## Begin Exercise materials

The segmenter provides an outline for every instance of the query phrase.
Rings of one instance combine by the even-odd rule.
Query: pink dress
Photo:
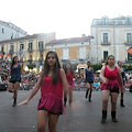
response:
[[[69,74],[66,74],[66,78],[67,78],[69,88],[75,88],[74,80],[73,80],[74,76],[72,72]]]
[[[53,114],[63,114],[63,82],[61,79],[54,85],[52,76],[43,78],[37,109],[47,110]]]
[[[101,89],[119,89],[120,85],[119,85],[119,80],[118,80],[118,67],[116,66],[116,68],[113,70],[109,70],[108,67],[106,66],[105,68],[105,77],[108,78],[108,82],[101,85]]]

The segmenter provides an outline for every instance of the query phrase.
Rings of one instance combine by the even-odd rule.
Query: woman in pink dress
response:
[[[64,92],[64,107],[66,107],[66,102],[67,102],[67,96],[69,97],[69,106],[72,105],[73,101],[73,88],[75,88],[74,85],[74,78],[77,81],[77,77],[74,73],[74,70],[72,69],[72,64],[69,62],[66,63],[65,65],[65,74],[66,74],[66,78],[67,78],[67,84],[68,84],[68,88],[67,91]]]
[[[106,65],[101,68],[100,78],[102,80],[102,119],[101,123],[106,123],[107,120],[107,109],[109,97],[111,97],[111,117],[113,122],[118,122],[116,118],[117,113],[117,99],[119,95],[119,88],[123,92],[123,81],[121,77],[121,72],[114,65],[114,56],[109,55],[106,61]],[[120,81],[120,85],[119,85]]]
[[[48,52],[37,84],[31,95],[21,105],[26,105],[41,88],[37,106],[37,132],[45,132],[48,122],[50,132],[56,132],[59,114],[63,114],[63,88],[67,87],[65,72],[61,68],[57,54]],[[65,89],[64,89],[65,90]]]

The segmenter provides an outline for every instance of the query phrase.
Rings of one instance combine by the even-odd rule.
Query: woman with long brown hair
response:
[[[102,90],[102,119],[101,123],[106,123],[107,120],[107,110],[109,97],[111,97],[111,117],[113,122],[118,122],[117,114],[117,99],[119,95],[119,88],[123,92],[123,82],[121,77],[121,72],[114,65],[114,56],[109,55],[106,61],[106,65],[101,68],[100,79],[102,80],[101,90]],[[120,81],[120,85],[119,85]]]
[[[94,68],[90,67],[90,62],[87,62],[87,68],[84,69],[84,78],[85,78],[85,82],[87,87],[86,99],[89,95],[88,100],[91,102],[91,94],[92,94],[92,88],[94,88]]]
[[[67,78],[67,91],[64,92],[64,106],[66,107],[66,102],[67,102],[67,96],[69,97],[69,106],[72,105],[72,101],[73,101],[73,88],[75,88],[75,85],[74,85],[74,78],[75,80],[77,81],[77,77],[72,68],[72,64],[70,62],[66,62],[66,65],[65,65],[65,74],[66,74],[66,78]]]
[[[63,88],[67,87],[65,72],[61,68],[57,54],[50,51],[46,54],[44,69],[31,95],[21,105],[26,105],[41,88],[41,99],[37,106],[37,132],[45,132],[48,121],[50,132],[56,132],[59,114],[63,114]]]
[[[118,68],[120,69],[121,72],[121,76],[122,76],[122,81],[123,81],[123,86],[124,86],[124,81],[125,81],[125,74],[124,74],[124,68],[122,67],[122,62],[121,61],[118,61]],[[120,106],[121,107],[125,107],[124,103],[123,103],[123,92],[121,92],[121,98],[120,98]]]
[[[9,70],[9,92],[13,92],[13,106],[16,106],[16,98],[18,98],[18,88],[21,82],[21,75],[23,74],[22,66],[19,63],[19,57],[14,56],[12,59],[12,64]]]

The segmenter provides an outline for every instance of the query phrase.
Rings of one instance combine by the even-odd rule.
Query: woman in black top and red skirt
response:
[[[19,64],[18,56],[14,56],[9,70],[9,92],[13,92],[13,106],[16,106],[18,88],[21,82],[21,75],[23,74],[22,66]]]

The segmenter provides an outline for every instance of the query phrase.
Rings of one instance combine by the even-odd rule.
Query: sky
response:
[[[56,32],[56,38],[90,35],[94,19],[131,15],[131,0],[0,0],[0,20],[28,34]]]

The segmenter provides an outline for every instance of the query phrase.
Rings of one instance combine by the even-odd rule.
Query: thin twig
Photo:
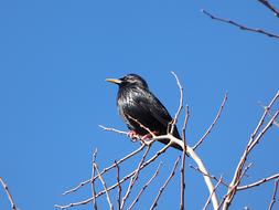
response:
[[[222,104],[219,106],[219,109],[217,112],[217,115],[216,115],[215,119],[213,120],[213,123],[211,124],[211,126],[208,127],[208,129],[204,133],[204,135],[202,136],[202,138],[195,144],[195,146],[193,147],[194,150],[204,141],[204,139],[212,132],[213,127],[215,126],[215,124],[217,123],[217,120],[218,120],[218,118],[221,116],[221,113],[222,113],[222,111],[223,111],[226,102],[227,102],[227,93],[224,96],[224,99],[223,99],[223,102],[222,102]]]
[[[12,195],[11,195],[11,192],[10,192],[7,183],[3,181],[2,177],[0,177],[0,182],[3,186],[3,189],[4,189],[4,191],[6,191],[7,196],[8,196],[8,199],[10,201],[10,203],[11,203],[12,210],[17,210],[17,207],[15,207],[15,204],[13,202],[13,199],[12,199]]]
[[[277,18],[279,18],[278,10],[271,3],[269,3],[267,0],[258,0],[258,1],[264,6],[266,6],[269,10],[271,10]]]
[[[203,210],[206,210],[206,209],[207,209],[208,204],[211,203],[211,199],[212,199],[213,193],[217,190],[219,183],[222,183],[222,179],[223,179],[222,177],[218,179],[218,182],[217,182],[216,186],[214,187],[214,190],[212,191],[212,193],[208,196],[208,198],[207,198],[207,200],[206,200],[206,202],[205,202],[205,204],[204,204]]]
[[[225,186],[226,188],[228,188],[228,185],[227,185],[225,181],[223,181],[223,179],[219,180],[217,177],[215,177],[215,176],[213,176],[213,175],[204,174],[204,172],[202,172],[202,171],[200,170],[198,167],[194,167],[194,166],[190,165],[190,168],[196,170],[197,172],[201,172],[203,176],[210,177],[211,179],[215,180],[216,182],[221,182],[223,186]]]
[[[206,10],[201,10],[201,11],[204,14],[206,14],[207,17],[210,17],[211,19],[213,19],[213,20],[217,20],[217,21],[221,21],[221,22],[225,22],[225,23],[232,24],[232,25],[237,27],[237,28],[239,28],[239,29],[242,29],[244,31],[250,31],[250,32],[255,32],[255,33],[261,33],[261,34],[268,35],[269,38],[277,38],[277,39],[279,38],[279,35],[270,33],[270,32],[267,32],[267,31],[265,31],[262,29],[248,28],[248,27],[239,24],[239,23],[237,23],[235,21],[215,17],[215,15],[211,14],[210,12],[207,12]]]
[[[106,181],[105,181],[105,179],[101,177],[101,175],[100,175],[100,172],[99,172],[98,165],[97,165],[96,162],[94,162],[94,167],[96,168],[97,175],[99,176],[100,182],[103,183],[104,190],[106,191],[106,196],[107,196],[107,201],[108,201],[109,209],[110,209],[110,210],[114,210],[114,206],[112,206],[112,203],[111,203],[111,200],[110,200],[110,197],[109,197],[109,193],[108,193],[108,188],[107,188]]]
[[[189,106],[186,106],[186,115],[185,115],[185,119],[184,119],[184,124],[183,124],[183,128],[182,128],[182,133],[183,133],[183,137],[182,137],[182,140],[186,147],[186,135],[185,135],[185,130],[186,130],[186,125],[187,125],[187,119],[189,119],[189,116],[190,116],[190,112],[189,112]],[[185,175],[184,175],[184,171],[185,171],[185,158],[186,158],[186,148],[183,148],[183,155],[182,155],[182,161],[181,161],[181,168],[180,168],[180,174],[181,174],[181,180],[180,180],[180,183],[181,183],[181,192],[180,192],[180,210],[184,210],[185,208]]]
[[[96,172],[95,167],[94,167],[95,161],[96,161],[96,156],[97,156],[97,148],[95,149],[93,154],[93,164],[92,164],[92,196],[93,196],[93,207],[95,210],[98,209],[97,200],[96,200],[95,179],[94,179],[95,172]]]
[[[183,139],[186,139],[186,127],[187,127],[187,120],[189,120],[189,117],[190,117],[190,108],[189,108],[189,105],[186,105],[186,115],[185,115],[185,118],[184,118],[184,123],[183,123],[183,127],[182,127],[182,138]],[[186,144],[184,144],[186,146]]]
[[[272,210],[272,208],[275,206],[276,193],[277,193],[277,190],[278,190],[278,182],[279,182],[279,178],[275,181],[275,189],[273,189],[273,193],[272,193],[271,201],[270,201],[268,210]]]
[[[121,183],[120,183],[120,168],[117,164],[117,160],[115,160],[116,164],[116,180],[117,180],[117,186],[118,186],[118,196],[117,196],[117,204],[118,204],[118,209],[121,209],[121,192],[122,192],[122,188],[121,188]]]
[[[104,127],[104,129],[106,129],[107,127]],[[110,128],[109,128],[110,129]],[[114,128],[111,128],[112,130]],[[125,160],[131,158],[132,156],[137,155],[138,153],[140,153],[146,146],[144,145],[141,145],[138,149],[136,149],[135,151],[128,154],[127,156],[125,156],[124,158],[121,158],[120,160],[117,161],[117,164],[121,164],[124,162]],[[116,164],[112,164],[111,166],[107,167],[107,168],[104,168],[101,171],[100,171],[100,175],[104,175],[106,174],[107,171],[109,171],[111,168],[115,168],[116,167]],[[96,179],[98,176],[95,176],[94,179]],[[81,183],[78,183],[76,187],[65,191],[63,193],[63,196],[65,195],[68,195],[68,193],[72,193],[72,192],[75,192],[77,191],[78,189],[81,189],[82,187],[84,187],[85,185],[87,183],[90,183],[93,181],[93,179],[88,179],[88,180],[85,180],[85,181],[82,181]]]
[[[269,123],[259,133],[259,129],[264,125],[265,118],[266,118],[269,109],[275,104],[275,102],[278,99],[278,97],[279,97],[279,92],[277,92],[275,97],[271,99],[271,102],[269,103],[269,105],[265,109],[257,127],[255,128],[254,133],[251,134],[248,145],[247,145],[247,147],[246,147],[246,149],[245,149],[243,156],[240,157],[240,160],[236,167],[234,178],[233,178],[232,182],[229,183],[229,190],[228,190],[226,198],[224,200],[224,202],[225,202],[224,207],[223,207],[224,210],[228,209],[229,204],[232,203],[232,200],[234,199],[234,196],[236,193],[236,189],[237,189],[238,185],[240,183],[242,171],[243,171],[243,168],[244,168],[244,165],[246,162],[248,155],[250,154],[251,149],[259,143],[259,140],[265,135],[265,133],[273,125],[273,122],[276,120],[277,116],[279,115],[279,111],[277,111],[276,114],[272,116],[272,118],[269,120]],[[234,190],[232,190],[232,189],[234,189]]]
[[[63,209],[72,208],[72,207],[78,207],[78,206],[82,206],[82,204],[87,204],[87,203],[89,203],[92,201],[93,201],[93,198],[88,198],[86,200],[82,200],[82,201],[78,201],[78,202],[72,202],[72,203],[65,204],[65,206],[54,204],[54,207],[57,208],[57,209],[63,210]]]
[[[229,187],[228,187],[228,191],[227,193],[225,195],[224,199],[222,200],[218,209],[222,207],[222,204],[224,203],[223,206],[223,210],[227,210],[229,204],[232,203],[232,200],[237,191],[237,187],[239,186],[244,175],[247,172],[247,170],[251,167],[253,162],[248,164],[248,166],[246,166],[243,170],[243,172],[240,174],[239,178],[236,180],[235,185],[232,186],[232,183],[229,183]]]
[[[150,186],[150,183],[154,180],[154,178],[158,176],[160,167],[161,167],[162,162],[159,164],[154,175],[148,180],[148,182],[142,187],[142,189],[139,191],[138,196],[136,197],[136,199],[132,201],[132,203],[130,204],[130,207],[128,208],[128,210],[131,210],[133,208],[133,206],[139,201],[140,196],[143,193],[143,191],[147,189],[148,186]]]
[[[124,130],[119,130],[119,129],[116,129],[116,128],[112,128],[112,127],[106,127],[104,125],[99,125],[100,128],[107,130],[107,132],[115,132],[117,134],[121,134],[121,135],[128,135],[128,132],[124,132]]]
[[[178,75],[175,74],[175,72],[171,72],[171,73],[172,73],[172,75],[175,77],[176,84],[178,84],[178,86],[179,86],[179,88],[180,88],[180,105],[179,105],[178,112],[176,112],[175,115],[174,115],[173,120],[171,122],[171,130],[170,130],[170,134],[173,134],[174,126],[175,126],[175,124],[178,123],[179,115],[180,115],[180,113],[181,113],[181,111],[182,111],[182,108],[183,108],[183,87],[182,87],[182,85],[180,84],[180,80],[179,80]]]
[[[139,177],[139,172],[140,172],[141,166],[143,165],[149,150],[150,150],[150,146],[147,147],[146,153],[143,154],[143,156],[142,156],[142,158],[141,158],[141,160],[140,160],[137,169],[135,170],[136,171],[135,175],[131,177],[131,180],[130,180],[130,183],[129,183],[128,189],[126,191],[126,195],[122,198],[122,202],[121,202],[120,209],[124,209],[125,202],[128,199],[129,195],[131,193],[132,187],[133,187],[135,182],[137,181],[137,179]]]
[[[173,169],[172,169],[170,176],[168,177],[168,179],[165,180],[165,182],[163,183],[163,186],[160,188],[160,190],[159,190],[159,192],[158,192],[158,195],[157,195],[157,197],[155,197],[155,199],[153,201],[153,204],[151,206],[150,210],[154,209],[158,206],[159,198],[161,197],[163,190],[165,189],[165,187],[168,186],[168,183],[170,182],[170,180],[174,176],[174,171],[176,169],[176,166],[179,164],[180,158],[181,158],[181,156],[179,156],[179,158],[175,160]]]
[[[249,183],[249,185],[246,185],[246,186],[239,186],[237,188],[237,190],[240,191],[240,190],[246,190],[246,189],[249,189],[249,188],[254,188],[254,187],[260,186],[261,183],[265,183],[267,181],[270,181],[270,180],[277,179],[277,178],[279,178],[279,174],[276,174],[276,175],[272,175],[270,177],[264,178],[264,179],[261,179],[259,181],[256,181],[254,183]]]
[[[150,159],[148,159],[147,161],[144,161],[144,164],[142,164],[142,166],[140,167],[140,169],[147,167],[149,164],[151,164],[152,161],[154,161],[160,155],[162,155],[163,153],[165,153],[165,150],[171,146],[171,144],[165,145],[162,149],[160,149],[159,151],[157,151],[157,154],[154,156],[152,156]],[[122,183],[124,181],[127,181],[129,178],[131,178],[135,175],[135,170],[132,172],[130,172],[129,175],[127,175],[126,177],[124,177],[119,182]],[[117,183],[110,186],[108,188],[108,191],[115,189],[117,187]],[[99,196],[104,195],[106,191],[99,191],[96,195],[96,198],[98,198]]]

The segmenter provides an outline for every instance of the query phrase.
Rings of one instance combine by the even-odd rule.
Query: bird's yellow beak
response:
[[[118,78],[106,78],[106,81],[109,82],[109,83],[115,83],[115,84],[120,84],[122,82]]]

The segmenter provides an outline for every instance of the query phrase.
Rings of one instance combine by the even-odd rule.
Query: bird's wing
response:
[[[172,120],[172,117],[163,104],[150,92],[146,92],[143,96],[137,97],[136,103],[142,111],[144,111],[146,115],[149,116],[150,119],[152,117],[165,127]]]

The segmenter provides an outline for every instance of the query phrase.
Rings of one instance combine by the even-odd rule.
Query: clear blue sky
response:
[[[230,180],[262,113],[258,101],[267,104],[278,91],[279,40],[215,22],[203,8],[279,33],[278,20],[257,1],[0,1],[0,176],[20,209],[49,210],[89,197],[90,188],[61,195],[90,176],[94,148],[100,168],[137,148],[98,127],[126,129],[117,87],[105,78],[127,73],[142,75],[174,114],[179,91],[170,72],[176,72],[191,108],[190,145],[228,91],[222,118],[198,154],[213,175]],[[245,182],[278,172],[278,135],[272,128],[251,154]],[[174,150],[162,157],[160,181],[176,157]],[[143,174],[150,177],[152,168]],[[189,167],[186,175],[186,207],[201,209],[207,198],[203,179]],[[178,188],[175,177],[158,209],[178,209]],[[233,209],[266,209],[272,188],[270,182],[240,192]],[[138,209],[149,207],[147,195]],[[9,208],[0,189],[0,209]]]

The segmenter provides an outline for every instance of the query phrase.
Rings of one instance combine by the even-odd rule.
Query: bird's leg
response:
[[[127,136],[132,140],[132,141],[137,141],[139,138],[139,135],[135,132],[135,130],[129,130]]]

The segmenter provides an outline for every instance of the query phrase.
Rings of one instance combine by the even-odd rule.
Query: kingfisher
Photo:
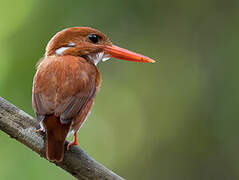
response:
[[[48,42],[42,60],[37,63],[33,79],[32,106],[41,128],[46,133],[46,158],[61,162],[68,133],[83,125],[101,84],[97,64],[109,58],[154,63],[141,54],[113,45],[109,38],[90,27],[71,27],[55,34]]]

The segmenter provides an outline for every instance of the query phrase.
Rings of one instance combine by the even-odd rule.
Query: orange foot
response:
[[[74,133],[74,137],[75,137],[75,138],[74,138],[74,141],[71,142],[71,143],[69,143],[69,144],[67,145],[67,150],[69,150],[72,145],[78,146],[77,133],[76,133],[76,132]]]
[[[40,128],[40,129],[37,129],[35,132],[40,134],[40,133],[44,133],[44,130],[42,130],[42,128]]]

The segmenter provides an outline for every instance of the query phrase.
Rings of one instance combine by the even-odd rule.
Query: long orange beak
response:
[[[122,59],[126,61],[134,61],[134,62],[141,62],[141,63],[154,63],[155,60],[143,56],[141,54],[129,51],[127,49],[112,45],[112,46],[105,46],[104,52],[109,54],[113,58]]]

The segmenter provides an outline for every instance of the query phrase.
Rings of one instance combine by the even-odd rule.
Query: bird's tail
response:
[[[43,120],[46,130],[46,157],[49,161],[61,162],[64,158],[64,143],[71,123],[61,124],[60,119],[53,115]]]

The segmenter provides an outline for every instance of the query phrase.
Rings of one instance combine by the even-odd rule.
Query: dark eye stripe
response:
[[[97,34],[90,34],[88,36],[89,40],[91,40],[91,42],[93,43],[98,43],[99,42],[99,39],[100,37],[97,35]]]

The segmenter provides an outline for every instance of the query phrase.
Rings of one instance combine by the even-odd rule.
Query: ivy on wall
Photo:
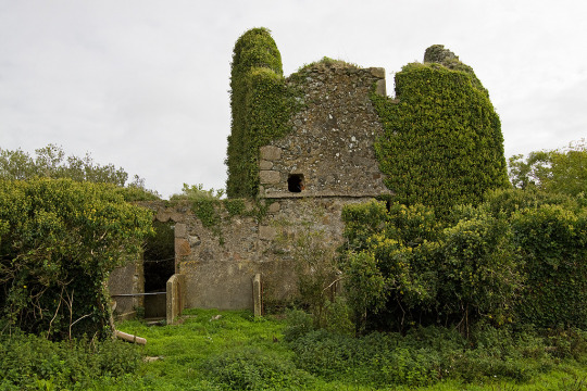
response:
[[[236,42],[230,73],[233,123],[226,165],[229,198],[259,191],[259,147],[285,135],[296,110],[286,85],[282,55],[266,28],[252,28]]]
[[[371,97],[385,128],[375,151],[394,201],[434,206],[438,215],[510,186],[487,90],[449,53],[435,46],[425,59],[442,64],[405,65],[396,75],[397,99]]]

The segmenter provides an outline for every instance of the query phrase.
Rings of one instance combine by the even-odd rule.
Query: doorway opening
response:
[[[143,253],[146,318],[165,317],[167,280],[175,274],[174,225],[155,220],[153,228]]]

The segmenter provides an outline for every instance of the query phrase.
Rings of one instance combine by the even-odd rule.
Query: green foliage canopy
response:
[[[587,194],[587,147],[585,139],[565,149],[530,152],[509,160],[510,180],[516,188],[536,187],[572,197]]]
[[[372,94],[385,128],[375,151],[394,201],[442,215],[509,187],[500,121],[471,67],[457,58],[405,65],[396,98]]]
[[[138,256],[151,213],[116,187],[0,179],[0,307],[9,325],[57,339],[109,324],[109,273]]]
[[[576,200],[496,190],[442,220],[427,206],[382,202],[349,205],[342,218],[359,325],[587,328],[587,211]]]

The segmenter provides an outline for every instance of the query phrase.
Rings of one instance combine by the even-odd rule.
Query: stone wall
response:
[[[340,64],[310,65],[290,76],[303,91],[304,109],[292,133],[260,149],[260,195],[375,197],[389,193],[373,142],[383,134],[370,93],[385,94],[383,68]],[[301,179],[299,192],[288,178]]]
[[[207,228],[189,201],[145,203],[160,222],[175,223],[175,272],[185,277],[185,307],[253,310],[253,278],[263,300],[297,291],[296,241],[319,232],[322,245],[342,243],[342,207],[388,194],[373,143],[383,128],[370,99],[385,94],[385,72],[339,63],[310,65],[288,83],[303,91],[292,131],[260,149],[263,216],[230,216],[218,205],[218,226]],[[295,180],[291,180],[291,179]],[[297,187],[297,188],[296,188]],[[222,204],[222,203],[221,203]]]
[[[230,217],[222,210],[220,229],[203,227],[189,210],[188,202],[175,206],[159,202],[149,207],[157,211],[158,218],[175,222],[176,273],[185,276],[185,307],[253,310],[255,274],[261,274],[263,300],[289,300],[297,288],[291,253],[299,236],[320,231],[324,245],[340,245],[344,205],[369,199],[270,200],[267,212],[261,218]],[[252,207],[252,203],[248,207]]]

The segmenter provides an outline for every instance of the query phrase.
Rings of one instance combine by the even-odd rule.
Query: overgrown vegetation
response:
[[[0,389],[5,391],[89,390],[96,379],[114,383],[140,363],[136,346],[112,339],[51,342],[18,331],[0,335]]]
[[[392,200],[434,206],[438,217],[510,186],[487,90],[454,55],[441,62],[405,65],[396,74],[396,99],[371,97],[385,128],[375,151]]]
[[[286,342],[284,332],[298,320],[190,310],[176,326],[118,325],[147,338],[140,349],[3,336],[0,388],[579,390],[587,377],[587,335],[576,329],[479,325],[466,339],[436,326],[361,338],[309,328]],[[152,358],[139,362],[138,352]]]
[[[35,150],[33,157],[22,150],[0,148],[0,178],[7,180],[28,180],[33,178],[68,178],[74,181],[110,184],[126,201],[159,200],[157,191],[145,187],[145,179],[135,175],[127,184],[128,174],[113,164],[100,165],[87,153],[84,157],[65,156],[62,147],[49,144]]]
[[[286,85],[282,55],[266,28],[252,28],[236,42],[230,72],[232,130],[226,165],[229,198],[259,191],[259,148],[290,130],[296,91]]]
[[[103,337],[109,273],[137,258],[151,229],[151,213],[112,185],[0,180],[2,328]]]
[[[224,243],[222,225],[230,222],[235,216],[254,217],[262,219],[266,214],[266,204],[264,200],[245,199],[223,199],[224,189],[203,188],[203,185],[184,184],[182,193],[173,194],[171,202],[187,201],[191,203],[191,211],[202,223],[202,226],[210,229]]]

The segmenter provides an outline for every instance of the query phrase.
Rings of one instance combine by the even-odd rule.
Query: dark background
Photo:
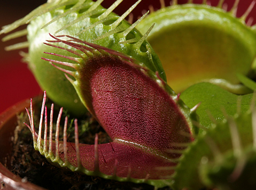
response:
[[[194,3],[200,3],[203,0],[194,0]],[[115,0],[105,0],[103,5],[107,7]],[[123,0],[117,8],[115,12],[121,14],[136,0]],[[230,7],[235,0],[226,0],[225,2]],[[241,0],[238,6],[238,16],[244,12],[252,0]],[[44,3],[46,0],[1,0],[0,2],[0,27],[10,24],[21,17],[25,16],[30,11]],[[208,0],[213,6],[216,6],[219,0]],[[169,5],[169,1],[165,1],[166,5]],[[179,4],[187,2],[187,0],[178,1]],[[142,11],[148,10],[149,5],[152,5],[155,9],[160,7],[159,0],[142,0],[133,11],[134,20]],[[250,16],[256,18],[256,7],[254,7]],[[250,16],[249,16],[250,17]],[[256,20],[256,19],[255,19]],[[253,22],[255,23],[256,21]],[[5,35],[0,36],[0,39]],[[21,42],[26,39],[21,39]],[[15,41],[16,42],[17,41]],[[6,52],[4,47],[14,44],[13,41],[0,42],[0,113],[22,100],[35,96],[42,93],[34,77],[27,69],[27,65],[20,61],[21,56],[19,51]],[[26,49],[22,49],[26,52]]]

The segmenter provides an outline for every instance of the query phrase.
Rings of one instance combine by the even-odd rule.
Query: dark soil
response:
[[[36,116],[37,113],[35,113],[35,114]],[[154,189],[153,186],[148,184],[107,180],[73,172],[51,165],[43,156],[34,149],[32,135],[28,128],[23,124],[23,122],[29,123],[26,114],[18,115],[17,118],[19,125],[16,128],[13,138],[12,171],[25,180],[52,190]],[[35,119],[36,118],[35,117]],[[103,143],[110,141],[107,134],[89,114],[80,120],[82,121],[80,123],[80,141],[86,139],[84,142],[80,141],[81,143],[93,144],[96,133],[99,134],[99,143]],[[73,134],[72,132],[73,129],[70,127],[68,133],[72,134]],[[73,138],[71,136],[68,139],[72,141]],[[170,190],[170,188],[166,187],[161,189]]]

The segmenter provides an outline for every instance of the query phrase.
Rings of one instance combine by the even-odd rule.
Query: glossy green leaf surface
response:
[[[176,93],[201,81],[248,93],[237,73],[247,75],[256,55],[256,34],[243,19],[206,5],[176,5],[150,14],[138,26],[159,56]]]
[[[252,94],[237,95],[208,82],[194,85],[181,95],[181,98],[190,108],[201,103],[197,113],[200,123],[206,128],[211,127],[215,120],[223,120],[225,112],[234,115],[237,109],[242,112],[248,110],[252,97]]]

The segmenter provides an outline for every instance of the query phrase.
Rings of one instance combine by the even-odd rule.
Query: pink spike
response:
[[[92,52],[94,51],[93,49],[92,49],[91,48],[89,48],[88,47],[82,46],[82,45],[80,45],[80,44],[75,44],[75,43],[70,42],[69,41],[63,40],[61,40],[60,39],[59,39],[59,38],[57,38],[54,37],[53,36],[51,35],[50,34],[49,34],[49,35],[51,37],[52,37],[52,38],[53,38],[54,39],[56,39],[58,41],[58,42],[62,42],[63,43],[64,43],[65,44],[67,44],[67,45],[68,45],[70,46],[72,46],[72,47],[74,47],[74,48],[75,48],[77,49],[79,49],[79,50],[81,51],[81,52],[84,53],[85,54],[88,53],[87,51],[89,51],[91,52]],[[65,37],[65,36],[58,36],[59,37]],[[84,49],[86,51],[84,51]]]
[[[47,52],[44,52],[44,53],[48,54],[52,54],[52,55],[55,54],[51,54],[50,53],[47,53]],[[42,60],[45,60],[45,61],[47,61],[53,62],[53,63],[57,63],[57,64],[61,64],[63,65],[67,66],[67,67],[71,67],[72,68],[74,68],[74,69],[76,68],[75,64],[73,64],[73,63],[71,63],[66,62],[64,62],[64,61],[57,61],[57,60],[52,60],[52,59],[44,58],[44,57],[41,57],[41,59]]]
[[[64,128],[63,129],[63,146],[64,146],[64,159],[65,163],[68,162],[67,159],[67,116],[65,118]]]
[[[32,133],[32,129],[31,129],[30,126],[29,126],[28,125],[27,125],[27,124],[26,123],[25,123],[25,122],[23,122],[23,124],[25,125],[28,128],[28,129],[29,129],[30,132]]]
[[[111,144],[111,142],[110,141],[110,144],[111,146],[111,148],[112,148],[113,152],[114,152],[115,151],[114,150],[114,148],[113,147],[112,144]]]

## End Exercise materials

Work to complete:
Extract every line of the entries above that contains the string "long".

Problem solution:
Query: woman with long brown hair
Query: long orange beak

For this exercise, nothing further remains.